▶ What the exercise asks
Count the lines in the listing below that contain the word "bedspread", matching case exactly. Give only the number.

start Task input

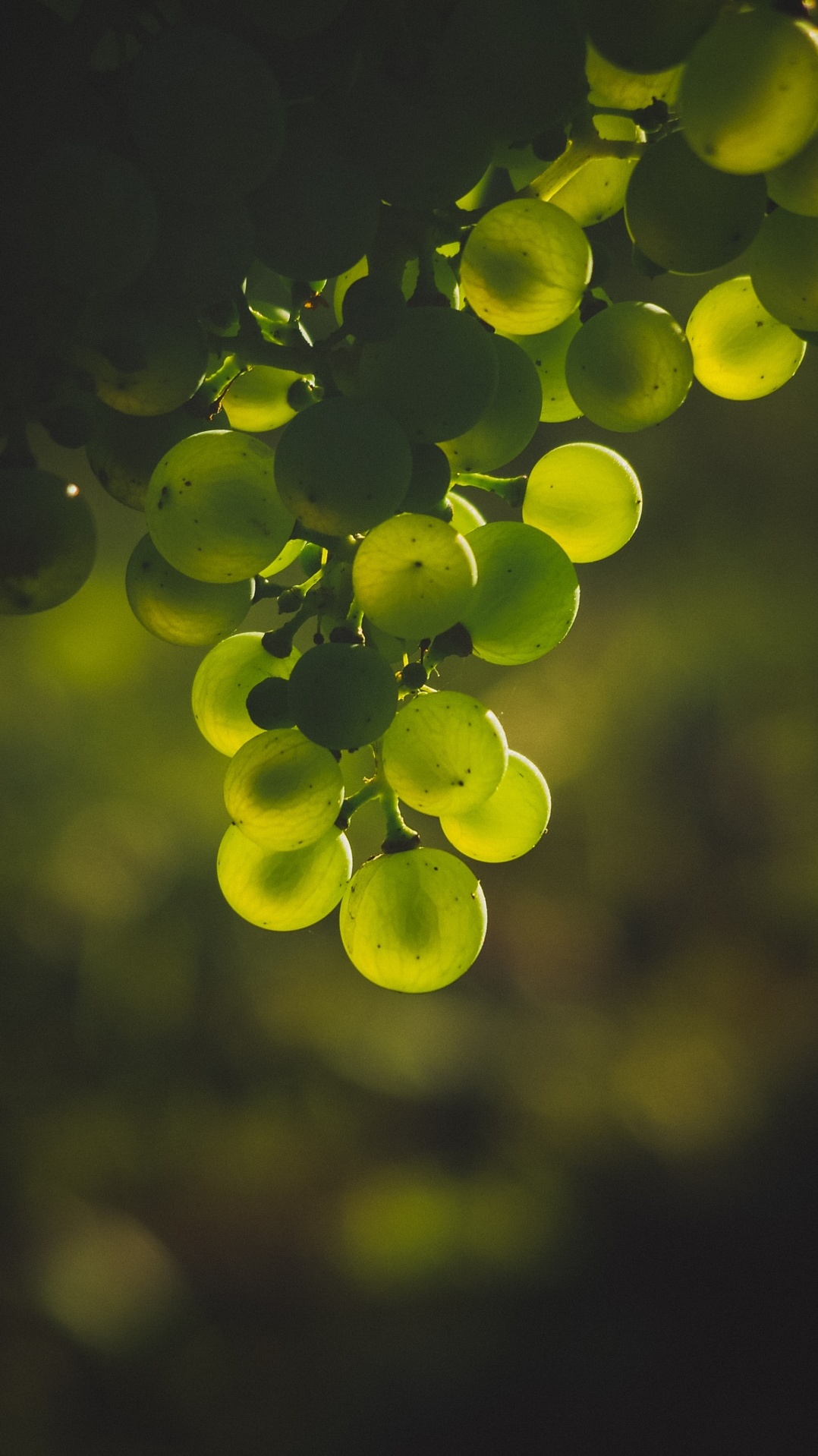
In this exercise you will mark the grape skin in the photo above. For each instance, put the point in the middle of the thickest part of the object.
(283, 890)
(414, 922)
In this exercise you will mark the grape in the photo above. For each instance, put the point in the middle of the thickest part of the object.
(142, 363)
(283, 890)
(92, 219)
(342, 466)
(748, 98)
(510, 821)
(740, 351)
(124, 450)
(47, 540)
(510, 420)
(597, 191)
(256, 399)
(342, 696)
(319, 209)
(642, 35)
(177, 607)
(684, 214)
(524, 266)
(629, 366)
(222, 686)
(213, 509)
(206, 112)
(444, 753)
(283, 791)
(414, 575)
(434, 376)
(783, 266)
(548, 353)
(795, 184)
(464, 515)
(526, 597)
(586, 496)
(414, 922)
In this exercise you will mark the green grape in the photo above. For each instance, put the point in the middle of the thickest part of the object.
(342, 466)
(740, 351)
(414, 922)
(222, 686)
(526, 266)
(508, 423)
(124, 450)
(548, 353)
(142, 363)
(629, 366)
(444, 753)
(283, 890)
(256, 399)
(319, 209)
(434, 376)
(47, 540)
(586, 496)
(414, 575)
(642, 35)
(597, 191)
(213, 509)
(684, 214)
(748, 98)
(795, 184)
(206, 112)
(92, 217)
(177, 607)
(526, 597)
(283, 791)
(783, 266)
(613, 87)
(429, 479)
(510, 821)
(342, 696)
(464, 517)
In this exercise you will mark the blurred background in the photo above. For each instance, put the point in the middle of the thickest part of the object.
(250, 1203)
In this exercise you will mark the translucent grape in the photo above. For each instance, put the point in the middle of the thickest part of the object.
(414, 922)
(510, 821)
(93, 219)
(795, 184)
(524, 266)
(342, 696)
(47, 540)
(684, 214)
(510, 420)
(783, 266)
(444, 753)
(464, 515)
(740, 351)
(597, 191)
(283, 791)
(629, 366)
(434, 376)
(748, 96)
(342, 466)
(213, 509)
(283, 890)
(586, 496)
(414, 575)
(527, 594)
(548, 355)
(223, 682)
(256, 399)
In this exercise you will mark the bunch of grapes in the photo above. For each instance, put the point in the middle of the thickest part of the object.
(294, 276)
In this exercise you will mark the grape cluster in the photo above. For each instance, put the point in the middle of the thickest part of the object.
(363, 228)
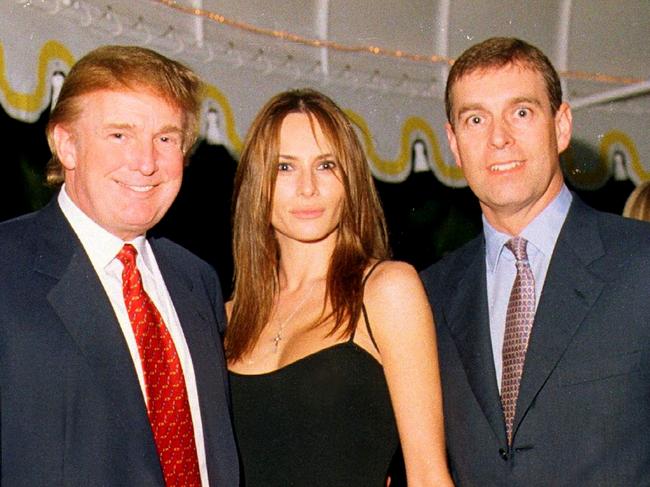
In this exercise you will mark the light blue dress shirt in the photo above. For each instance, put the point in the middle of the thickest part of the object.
(541, 235)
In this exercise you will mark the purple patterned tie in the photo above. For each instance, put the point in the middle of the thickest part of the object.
(519, 321)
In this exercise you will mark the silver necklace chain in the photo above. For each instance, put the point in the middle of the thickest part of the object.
(278, 336)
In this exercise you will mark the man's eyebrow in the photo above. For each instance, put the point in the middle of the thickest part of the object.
(170, 128)
(117, 125)
(471, 107)
(526, 99)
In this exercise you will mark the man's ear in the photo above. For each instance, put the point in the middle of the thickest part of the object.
(64, 144)
(453, 143)
(563, 127)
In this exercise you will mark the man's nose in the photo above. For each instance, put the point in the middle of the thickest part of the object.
(500, 134)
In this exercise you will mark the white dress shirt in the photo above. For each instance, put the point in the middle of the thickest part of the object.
(541, 234)
(102, 248)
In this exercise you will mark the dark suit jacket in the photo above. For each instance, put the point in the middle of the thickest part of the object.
(72, 409)
(583, 412)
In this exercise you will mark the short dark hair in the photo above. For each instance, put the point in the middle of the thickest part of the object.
(498, 52)
(130, 68)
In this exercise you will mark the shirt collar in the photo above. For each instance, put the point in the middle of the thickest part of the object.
(541, 233)
(100, 245)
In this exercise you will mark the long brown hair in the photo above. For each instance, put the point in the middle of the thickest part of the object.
(362, 232)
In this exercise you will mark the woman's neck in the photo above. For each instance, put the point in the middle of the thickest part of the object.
(303, 263)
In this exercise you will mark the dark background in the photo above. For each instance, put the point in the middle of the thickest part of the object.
(425, 217)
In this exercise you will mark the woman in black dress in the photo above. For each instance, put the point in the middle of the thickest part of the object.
(331, 346)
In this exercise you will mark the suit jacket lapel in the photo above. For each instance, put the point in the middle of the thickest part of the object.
(468, 319)
(197, 319)
(82, 305)
(570, 290)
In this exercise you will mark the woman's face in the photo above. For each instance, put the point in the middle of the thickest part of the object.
(309, 194)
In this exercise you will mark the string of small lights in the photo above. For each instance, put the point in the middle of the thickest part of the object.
(367, 49)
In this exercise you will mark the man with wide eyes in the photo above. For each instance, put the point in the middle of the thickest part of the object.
(112, 368)
(543, 320)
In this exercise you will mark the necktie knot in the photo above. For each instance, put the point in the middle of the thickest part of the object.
(127, 255)
(517, 245)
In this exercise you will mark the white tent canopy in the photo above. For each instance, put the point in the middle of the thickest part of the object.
(359, 52)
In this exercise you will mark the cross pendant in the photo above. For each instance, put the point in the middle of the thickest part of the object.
(276, 341)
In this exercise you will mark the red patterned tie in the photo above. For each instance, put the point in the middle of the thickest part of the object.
(519, 321)
(167, 404)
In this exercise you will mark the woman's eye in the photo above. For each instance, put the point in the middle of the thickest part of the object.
(284, 166)
(327, 165)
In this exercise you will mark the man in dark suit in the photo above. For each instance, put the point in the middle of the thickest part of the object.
(544, 320)
(112, 371)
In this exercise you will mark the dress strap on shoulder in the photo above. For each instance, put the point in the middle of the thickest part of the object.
(363, 306)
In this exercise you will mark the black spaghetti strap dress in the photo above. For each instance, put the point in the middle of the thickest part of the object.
(324, 420)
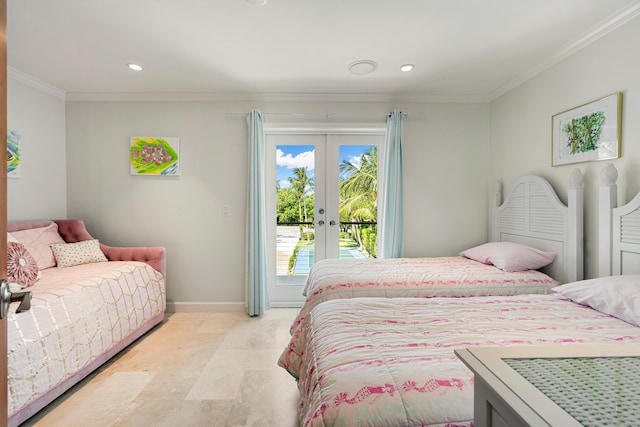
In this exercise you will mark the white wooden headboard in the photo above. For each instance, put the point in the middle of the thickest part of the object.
(619, 229)
(533, 215)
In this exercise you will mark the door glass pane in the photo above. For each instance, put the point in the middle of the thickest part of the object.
(358, 201)
(295, 197)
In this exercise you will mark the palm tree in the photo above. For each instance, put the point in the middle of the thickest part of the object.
(359, 190)
(301, 183)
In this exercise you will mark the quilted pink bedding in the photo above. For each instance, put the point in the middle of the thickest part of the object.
(79, 317)
(390, 362)
(331, 279)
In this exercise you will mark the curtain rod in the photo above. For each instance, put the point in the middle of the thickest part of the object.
(327, 116)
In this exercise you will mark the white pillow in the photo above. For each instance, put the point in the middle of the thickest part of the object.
(510, 256)
(84, 252)
(617, 296)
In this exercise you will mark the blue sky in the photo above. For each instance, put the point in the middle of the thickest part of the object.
(289, 157)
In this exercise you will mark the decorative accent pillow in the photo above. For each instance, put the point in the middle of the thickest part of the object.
(37, 241)
(617, 296)
(70, 254)
(510, 256)
(21, 267)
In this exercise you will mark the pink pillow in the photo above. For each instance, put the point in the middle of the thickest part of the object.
(509, 256)
(37, 241)
(21, 267)
(617, 296)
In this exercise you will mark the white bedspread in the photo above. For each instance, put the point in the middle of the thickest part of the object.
(77, 314)
(390, 362)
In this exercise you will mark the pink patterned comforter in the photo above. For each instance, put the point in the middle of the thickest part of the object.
(390, 362)
(408, 277)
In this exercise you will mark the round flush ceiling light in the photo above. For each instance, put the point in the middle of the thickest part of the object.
(134, 67)
(364, 66)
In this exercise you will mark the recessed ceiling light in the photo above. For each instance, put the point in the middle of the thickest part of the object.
(134, 67)
(364, 66)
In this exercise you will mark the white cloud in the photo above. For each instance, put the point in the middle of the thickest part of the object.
(356, 161)
(302, 160)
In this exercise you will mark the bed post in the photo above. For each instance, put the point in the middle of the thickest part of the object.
(608, 199)
(575, 233)
(498, 198)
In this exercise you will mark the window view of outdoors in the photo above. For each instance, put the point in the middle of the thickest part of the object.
(295, 207)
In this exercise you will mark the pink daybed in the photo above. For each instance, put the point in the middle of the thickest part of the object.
(80, 317)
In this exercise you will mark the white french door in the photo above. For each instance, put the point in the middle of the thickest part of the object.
(308, 218)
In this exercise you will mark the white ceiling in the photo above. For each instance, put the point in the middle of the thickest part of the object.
(474, 49)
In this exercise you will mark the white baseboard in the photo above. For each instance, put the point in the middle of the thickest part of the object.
(206, 307)
(285, 304)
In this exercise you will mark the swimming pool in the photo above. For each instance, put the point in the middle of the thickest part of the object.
(306, 258)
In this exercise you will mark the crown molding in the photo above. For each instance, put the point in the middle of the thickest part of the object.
(604, 28)
(269, 97)
(35, 83)
(609, 25)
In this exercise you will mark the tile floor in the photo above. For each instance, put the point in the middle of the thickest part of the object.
(195, 369)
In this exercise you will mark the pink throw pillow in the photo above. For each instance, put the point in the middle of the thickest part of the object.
(509, 256)
(37, 241)
(21, 267)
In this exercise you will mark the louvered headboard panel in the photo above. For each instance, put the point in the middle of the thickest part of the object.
(532, 214)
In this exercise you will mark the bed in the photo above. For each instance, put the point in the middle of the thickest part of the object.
(531, 215)
(391, 362)
(531, 219)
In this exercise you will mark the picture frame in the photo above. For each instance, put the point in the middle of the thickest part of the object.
(14, 154)
(158, 156)
(589, 132)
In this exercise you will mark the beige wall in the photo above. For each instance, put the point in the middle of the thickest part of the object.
(453, 155)
(41, 190)
(445, 150)
(520, 125)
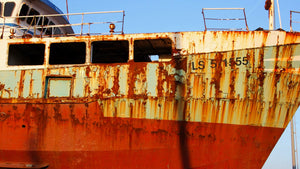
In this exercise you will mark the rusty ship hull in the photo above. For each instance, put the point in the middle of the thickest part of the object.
(221, 100)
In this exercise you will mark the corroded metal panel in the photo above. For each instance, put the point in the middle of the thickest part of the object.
(211, 95)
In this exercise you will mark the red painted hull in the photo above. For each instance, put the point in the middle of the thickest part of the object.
(78, 137)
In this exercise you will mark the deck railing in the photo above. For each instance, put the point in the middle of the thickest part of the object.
(219, 21)
(79, 24)
(294, 21)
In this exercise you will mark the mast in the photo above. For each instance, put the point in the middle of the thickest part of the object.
(271, 16)
(269, 5)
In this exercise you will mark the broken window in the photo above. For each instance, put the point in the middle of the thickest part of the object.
(26, 54)
(67, 53)
(33, 20)
(152, 50)
(49, 29)
(110, 51)
(23, 12)
(0, 9)
(9, 7)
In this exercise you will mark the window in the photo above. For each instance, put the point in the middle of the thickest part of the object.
(30, 20)
(24, 11)
(49, 29)
(67, 53)
(152, 49)
(58, 87)
(9, 7)
(26, 54)
(110, 51)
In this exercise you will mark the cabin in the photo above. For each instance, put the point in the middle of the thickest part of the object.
(32, 17)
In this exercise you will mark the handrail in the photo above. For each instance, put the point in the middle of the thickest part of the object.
(291, 19)
(36, 19)
(225, 19)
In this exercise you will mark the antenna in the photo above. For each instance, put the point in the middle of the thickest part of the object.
(67, 6)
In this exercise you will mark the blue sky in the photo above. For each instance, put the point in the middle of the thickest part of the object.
(178, 15)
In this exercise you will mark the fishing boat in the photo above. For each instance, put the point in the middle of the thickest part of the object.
(174, 100)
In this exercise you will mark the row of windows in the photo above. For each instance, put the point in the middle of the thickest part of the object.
(40, 21)
(8, 8)
(101, 52)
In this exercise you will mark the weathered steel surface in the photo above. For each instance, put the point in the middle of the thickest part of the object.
(221, 102)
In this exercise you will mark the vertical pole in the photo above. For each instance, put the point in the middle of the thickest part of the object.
(279, 15)
(293, 144)
(291, 21)
(67, 6)
(271, 16)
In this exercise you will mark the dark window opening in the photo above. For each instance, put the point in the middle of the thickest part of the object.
(57, 31)
(42, 22)
(110, 51)
(26, 54)
(152, 50)
(33, 20)
(23, 12)
(49, 29)
(8, 9)
(67, 53)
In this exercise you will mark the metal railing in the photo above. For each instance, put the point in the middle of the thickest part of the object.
(79, 24)
(224, 19)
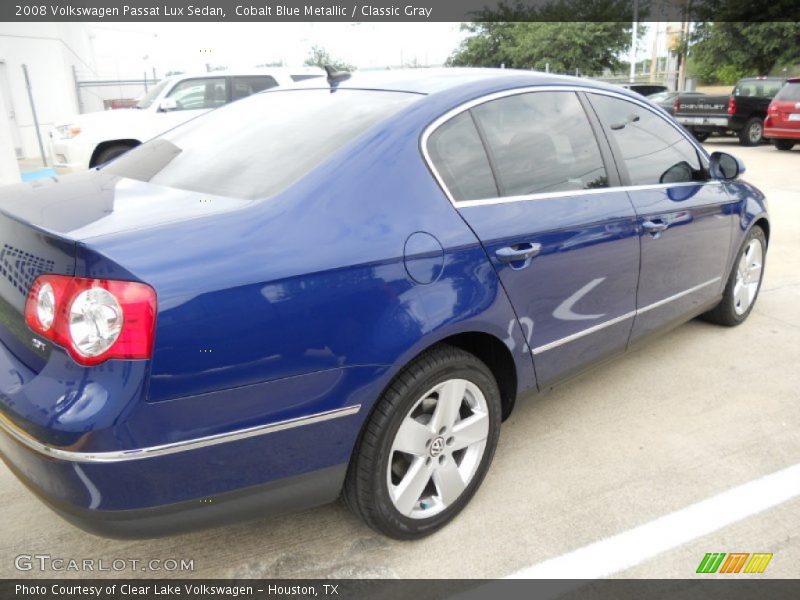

end Task input

▶ Result
1